#### Exercise
Pull out each line in the listing below that contains the string "panel".

#### Supplied material

[BEGIN]

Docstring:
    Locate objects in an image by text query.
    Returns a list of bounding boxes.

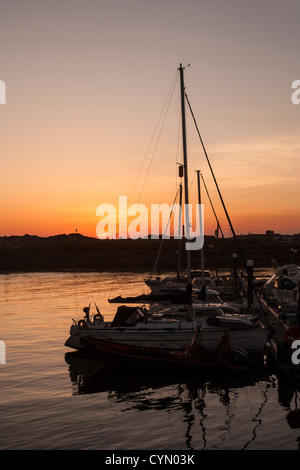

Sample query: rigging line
[138,70,178,204]
[185,92,263,313]
[152,187,180,275]
[200,173,224,238]
[129,70,178,206]
[185,93,248,272]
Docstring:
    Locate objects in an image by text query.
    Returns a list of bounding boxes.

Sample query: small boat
[80,330,252,373]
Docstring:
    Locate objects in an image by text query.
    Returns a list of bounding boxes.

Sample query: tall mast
[196,170,204,287]
[179,64,191,285]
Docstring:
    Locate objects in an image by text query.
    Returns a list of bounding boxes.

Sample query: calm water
[0,273,300,450]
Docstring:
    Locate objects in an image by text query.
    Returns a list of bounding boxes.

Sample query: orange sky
[0,0,300,236]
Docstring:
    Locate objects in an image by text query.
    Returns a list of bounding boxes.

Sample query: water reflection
[65,352,275,450]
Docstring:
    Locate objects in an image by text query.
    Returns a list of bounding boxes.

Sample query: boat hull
[65,322,268,353]
[81,337,249,372]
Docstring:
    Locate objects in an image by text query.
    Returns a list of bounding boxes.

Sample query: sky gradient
[0,0,300,237]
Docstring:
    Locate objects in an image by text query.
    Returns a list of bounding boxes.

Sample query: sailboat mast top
[179,64,191,284]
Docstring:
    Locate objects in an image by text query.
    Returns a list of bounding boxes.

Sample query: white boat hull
[65,322,267,353]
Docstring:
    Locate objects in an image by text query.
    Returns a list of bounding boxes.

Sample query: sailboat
[65,64,268,362]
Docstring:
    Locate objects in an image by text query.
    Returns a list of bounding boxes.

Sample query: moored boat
[81,331,252,372]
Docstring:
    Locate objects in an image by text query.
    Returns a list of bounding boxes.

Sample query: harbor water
[0,272,300,451]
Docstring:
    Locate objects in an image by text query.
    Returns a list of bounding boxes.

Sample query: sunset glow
[0,0,300,237]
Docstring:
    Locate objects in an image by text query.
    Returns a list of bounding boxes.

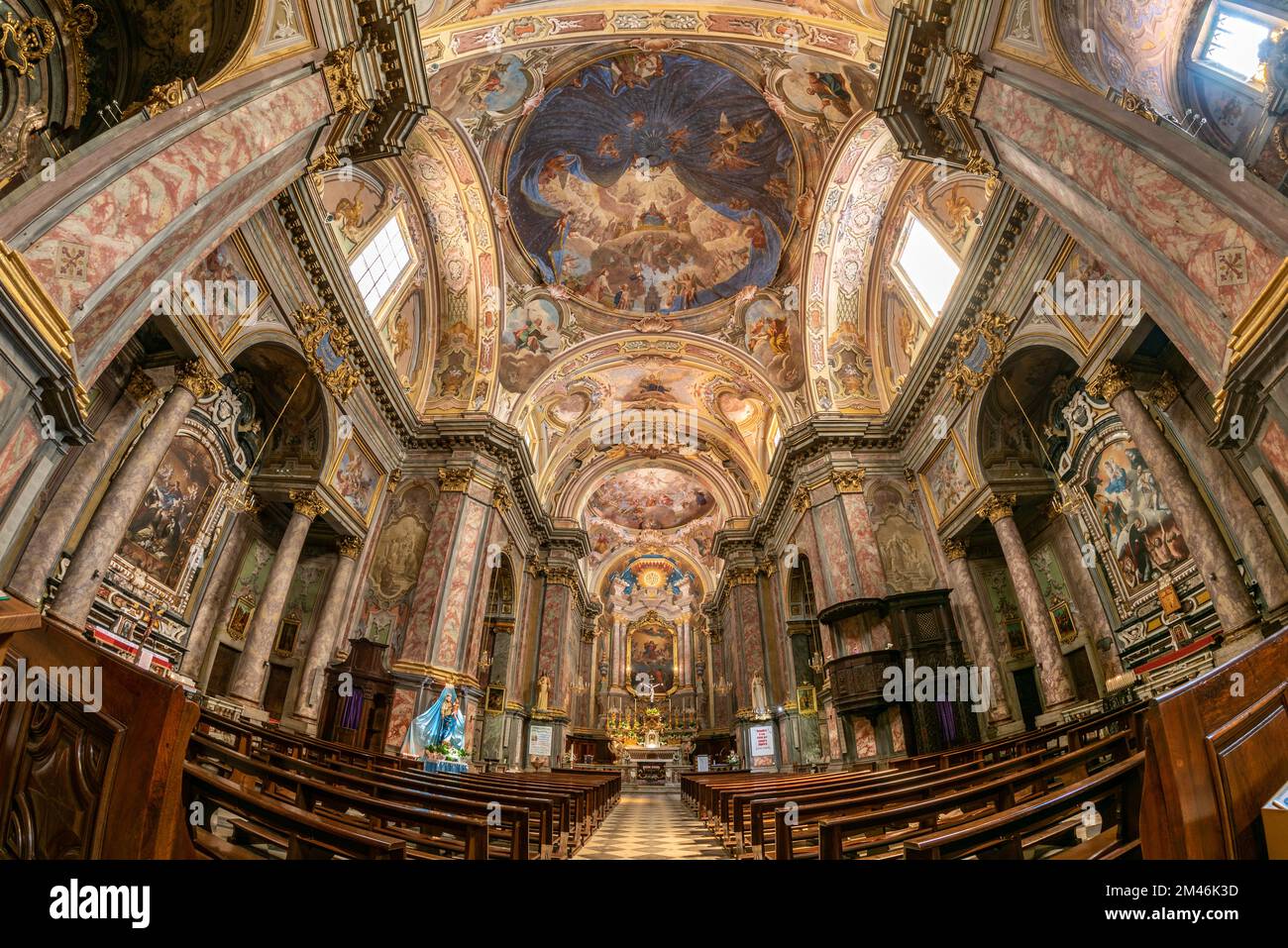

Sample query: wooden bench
[1141,629,1288,859]
[189,734,496,859]
[0,616,198,859]
[799,734,1130,859]
[179,761,414,859]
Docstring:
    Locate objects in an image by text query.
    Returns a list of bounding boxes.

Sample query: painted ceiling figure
[506,53,796,313]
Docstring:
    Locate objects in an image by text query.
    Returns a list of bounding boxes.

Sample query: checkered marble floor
[574,792,729,859]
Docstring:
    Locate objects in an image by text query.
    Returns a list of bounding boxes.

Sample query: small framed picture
[1051,603,1078,645]
[796,685,818,715]
[484,685,505,715]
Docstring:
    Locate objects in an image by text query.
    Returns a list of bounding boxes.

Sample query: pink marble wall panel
[889,708,907,754]
[398,492,465,665]
[731,583,773,699]
[1257,419,1288,483]
[841,493,888,596]
[0,417,40,507]
[26,73,330,329]
[811,501,860,602]
[853,717,877,760]
[976,81,1283,383]
[434,494,489,670]
[533,582,572,689]
[385,687,416,754]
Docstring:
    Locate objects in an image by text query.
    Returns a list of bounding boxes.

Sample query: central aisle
[574,792,729,859]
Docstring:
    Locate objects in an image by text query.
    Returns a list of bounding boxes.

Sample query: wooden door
[265,664,295,721]
[206,642,241,698]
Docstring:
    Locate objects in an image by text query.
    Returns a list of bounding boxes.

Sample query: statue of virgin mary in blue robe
[402,685,465,758]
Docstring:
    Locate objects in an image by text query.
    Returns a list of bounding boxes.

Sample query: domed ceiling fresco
[587,467,716,529]
[506,51,798,314]
[338,20,987,615]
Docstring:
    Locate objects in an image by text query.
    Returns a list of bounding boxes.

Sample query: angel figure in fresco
[751,316,793,356]
[402,685,465,758]
[596,132,622,158]
[461,63,505,110]
[805,72,854,119]
[335,197,365,241]
[514,316,546,352]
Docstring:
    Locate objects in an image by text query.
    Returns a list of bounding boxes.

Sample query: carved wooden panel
[0,653,121,859]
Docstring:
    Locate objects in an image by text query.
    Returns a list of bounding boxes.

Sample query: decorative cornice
[492,484,514,514]
[288,488,330,520]
[793,484,814,514]
[1087,362,1130,404]
[0,10,58,78]
[832,468,866,493]
[438,468,474,493]
[943,540,969,562]
[174,360,223,402]
[947,312,1015,404]
[1149,372,1181,411]
[125,369,161,404]
[292,305,360,402]
[975,493,1015,523]
[935,49,984,119]
[141,78,189,119]
[322,43,370,115]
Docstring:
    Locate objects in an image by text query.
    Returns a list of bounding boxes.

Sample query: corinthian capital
[290,489,330,520]
[174,360,220,402]
[1087,362,1130,403]
[125,369,161,404]
[944,540,966,561]
[975,493,1015,523]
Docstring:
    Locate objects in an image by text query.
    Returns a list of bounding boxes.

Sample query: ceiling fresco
[587,467,716,529]
[506,51,799,316]
[306,22,1010,615]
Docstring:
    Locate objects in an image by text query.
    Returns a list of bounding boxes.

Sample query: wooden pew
[896,751,1145,859]
[1140,629,1288,859]
[799,733,1130,859]
[0,617,198,859]
[189,734,496,859]
[177,763,414,859]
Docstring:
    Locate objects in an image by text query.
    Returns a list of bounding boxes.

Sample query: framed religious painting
[326,433,386,524]
[796,685,818,715]
[483,685,505,715]
[227,595,255,642]
[1050,603,1078,645]
[918,432,979,527]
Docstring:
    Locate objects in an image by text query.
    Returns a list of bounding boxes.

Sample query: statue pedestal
[621,745,690,789]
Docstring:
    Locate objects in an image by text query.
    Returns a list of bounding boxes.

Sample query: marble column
[976,493,1077,711]
[1087,362,1261,639]
[1149,374,1288,610]
[8,369,161,606]
[944,540,1012,724]
[49,362,219,629]
[295,537,362,724]
[228,490,327,706]
[1052,516,1124,682]
[179,514,253,684]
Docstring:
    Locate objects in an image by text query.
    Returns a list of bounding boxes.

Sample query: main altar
[606,695,698,787]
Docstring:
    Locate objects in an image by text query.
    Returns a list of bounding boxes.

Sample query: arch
[228,331,342,485]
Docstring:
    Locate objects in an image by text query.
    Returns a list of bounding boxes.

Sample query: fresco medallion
[506,52,799,316]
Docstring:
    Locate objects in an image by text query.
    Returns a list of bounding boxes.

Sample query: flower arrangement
[425,741,465,764]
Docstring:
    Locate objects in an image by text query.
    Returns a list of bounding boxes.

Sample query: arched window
[349,214,411,316]
[484,554,514,621]
[896,214,961,325]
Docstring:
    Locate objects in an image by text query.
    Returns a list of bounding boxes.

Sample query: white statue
[751,671,769,715]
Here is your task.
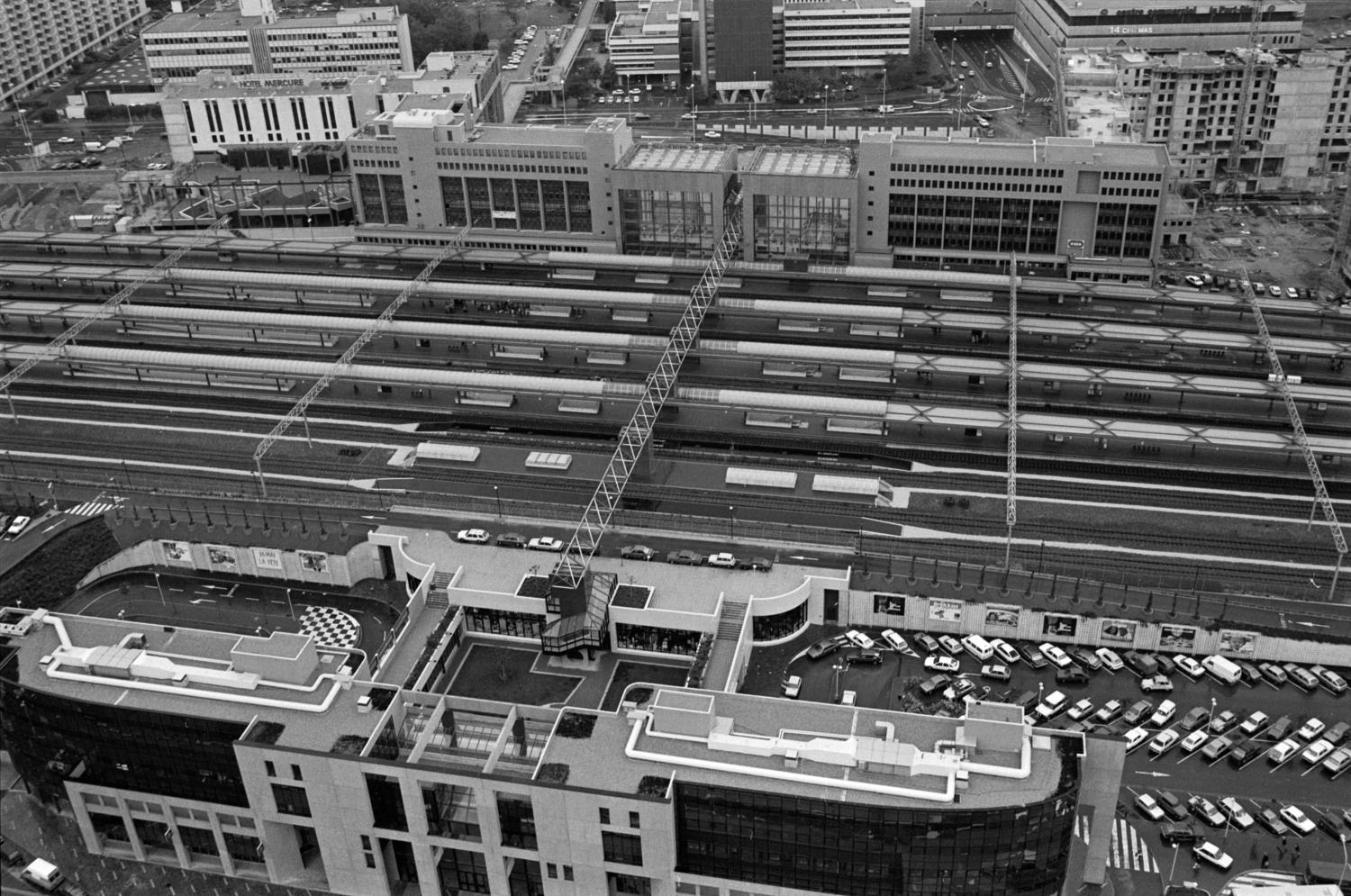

[END]

#### Task solution
Sample query: pink marble wall panel
Sample query: carved wooden panel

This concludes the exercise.